▸ Problem requirements
Starting with the first line, output the data exactly through to the end.

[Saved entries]
────────────────

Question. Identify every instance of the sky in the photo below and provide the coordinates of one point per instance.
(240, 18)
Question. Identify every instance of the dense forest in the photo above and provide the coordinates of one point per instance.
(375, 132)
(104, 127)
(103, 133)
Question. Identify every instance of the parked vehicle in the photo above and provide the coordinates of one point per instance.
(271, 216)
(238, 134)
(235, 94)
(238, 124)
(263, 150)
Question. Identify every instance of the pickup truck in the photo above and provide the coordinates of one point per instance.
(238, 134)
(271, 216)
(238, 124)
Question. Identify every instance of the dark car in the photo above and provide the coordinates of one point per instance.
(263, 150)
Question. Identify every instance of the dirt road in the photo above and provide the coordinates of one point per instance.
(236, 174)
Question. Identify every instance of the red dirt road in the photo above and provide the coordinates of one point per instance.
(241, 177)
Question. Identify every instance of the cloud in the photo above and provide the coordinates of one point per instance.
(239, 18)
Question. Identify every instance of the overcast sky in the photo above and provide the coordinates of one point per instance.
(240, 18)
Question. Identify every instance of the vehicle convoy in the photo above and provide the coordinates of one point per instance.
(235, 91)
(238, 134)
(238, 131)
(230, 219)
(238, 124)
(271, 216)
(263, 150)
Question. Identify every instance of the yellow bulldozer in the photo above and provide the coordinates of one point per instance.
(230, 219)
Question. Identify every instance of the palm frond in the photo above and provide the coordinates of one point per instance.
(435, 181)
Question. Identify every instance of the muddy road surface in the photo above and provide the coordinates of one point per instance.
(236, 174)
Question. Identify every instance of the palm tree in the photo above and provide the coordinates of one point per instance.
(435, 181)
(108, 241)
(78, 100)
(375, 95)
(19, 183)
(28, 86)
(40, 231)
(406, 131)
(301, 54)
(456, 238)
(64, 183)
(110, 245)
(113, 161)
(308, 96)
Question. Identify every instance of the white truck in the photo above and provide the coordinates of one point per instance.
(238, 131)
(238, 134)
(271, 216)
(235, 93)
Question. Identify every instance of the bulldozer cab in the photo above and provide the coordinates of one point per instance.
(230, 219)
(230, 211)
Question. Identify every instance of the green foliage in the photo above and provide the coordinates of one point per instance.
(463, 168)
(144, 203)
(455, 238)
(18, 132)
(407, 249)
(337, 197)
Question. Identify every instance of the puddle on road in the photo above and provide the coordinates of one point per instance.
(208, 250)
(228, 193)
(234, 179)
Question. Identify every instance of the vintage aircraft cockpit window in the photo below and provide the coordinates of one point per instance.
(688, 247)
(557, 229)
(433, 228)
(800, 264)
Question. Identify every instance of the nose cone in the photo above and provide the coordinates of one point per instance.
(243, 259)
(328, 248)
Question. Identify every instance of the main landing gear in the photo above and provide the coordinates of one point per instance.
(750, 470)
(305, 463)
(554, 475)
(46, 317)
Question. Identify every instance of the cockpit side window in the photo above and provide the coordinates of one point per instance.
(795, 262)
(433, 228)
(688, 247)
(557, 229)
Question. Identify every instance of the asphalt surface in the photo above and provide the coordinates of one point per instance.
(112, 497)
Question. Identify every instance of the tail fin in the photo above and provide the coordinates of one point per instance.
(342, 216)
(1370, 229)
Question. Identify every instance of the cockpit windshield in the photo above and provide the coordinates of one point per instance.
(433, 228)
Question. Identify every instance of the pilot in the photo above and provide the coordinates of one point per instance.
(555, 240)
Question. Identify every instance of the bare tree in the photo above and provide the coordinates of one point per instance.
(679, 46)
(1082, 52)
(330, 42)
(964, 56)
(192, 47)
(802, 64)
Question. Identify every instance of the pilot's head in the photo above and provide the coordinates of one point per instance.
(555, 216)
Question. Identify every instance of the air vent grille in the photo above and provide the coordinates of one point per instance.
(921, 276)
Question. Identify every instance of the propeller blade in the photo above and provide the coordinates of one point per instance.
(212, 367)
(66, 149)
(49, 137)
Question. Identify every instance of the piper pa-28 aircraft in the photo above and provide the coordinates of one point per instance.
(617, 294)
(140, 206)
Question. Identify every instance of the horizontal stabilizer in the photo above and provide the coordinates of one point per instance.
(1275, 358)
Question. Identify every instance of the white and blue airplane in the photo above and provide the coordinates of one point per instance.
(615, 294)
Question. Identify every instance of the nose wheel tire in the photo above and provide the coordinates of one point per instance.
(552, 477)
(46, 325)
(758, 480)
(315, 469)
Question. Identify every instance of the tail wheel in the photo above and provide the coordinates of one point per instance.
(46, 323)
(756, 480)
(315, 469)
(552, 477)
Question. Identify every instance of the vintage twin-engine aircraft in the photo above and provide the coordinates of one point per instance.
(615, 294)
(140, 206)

────────────────

▸ Task response
Question. Identify every instance of the sky in the photo below and provide the coordinates of one point per instance.
(240, 18)
Question. Identify every instance of the dense forest in the photo above and provide the coordinates of one point per instance.
(375, 132)
(104, 127)
(103, 133)
Question. Identify every instance of the parked vehicle in the photo above and provide the coordinates of one point per instance.
(271, 216)
(238, 134)
(235, 94)
(238, 124)
(263, 150)
Question. Identify every instance of the pickup truck in the photo above and provide the coordinates of one point per instance.
(238, 134)
(271, 216)
(238, 124)
Question. Identify every instance of the dark car in the photo above and provide the coordinates of one point per instance.
(263, 150)
Question. Identify every instance of the dirt road in the photo above and provide the coordinates of one point per instance.
(236, 174)
Question. Identify every instance of the red dirt road in the photo above and provide the coordinates of one point per instance.
(241, 177)
Question. Identify every instance of the cloud in the photo above and provide the coordinates of one point per instance.
(239, 18)
Question. Identify every instance of the overcast sky in the photo above and provide the coordinates of one point per instance.
(240, 18)
Question. Identify every instance of the vehicle convoy in the photo above and provide the coordinates of one point per instance.
(235, 91)
(238, 134)
(238, 131)
(230, 219)
(238, 124)
(271, 216)
(263, 150)
Question. Identify every instance of the yellow bulldozer in the photo above and provide the coordinates of one point per instance.
(230, 219)
Question. Identify every instance of the palm frond in the photo above and provide the coordinates of one point per instance.
(435, 181)
Question. Identify every instance of the muddy road surface in the photo above and provide the coordinates of one point per instance.
(236, 174)
Question. Identify every instance of the palm tree in the photo above and provide the coordinates of one point per instance.
(435, 181)
(108, 241)
(78, 100)
(375, 95)
(19, 183)
(28, 86)
(40, 231)
(406, 131)
(301, 54)
(456, 238)
(64, 183)
(110, 245)
(113, 161)
(308, 96)
Question. Identify every instance of the white truck in the photo above and provide the coordinates of one point per instance.
(238, 131)
(238, 134)
(271, 216)
(235, 93)
Question. Identify every instance of the bulldozer cab in the photo above and provide the coordinates of one point per instance.
(230, 219)
(230, 211)
Question. Identify every instance of the green foliage in the photo above and provide the coordinates of one point per instance.
(463, 168)
(144, 203)
(455, 238)
(18, 132)
(407, 249)
(337, 197)
Question. Identify every instance of the puddle on road in the photo above and provide the coordinates of one point per instance.
(208, 250)
(228, 193)
(234, 179)
Question. Identify every instance of the vintage aircraft cockpit window in the photo below and provide the coordinates of one point per instance.
(688, 247)
(557, 229)
(433, 228)
(800, 264)
Question. Identify every instance of the nose cone in the photo above and provide the coordinates of one point per instance.
(243, 259)
(328, 248)
Question. Identify every instance of the main landing gear in the photo above and provide the coordinates of one point per instance.
(750, 470)
(305, 463)
(554, 475)
(46, 317)
Question. Identify every instance of the cockpit side window in the photo above and provide the coordinates of one point per instance.
(795, 262)
(433, 228)
(688, 247)
(557, 229)
Question. Identify every instance of the asphalt surface in the photo above and provide the coordinates of one point per instance.
(112, 497)
Question. Identify every instance of the tail fin in the photo above and provide the coordinates of one point per instance.
(342, 216)
(1370, 229)
Question. Identify every instance of the cockpit windshield in the photo above and provide the coordinates of one point per instance.
(433, 228)
Question. Identify every instance of the pilot in the photo above and provide the coordinates of one point per instance.
(555, 240)
Question. Identify every instance of the bare tree in the photo above and provide the coordinates of one point per instance.
(679, 46)
(1082, 52)
(330, 42)
(964, 56)
(192, 47)
(802, 64)
Question. Identify every instance of the pilot's head in the photo above and provide the coordinates of one point per instance.
(555, 216)
Question. Identify every instance of the air vent grille in the photo above and provide the coordinates of one point per instance.
(921, 276)
Question. Identify every instance of the propeller blade in the photo above and provide the coordinates of one point per instance.
(212, 367)
(66, 149)
(49, 137)
Question. Identify every instance of the piper pa-28 aircraft in the photo above and provide the coordinates of one point per instance.
(617, 294)
(140, 206)
Question. Identify every instance of the horizontal stabilizer in the photo above and provide the coordinates of one point per instance.
(1275, 358)
Question. Identify every instance of the white and blue airplane in the photo above and provide the coordinates of one point per instance.
(615, 294)
Question. Identify every instance of the nose wheel tire in the photo above and provide the coordinates of one point per instance.
(552, 477)
(46, 325)
(758, 480)
(315, 469)
Question. Identify every instance of the tail wheel in the photo above and provide the coordinates of one point per instance.
(46, 323)
(756, 480)
(315, 469)
(552, 477)
Question. Identify every instance of the vintage twin-engine aircraft in the photo above and provide the coordinates of one point per instance.
(615, 294)
(140, 206)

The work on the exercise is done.